■ EXERCISE
From the line containing "of the bare" to the final line of the listing, restate each line word for word and add nothing.

*** Block opens ***

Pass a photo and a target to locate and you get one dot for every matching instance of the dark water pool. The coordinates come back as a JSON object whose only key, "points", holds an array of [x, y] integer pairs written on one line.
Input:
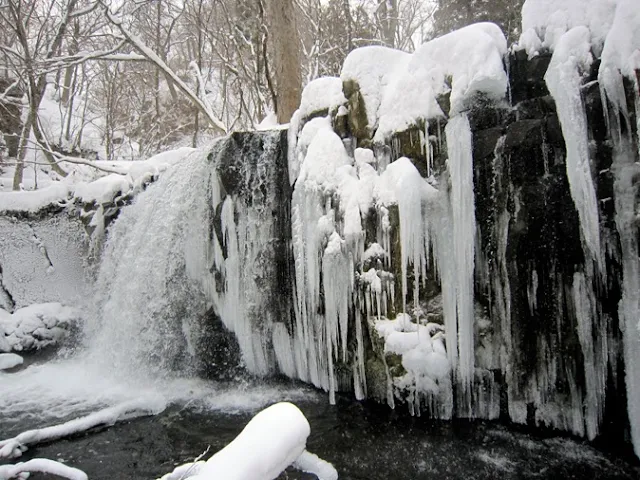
{"points": [[363, 441]]}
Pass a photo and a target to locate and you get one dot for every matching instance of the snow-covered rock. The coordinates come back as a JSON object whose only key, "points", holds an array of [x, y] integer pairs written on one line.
{"points": [[38, 326], [10, 360], [273, 440], [544, 22]]}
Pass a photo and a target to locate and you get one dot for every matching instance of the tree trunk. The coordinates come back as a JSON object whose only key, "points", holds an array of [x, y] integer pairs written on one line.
{"points": [[22, 153], [285, 44]]}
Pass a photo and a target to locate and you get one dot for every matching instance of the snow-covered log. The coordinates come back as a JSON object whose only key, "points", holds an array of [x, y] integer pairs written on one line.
{"points": [[14, 447], [273, 440], [9, 360], [43, 465]]}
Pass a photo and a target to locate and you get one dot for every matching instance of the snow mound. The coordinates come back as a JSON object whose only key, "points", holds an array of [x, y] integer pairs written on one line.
{"points": [[621, 53], [323, 93], [10, 360], [544, 22], [373, 68], [400, 89], [422, 349], [37, 326], [34, 201]]}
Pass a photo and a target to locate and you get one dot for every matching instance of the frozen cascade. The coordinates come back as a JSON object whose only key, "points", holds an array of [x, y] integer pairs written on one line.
{"points": [[626, 168], [337, 284], [246, 271], [571, 58], [594, 349], [318, 336], [141, 328], [458, 133], [410, 192]]}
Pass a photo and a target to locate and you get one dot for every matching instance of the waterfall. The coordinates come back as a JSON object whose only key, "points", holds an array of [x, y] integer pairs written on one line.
{"points": [[146, 303]]}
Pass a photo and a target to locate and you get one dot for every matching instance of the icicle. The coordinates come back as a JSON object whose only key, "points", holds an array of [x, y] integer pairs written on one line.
{"points": [[563, 78], [458, 132], [626, 167], [595, 367]]}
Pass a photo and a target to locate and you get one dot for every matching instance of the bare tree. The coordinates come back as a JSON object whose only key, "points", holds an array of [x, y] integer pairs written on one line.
{"points": [[285, 44]]}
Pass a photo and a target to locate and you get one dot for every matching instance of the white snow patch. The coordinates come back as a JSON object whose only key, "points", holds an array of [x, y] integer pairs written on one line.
{"points": [[38, 326], [14, 447], [544, 22], [270, 442], [621, 53], [10, 360], [422, 349], [321, 94], [41, 465]]}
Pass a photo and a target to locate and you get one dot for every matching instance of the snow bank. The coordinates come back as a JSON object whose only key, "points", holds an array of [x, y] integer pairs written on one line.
{"points": [[34, 201], [273, 440], [544, 22], [38, 326], [40, 465], [10, 360], [14, 447], [81, 184]]}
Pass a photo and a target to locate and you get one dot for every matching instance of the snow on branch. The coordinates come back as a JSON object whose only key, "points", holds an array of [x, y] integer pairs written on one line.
{"points": [[60, 158], [154, 58], [42, 465], [14, 447]]}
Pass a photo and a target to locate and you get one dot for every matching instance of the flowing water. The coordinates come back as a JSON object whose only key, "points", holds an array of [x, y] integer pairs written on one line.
{"points": [[139, 343]]}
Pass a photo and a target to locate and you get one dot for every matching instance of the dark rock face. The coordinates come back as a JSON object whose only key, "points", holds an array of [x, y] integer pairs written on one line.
{"points": [[548, 337], [530, 233], [217, 353], [252, 167]]}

*** Block closes ***

■ REPLY TO THE TASK
Pass a photo and a target to locate and you get one dot for every matching instance of the bare tree. The coordinates come back as a JSON object whose only key, "points", holds an array of [x, y] integer pairs written on one line.
{"points": [[285, 44]]}
Pass a photo and a target to locate and you get one dot for every matching instance of the white snow patch. The coordinates come back as a JSON object whose only key, "points", holds an array of [x, y] integer pairs written on one line.
{"points": [[38, 326], [14, 447], [544, 22], [270, 442], [621, 53], [10, 360], [422, 349], [321, 94], [41, 465]]}
Pass a photo and a target to locate and you get one dot for every matching instance of the snow bank. The coordinates come back as a JSON object whose only key, "points", holds an array of [x, y] integer pairs written on one line.
{"points": [[34, 201], [273, 440], [544, 22], [38, 326], [40, 465], [10, 360], [14, 447], [81, 184]]}
Pass a photo and a target to locate and you get one dot for every matching instance of the snow on branch. The coordinates come back as a JSON object whose only key, "points", holds an array of [x, y] integer pairs written on one line.
{"points": [[60, 158], [154, 58], [42, 465], [14, 447]]}
Pass a photo and a target to locate and you get one dot for every matching instance of the flowing water. The coordinates come back as a JSON object whose only key, "points", holds an array of [x, y] integer pairs written on one line.
{"points": [[139, 343]]}
Pass a photo and a target to locate and you get one dot for every matching instance of the dark rock face. The coordinates come back as a JSON object whose only key, "points", holds an array of [x, y] integer pairs written on one line.
{"points": [[548, 337], [530, 233], [217, 353], [252, 167]]}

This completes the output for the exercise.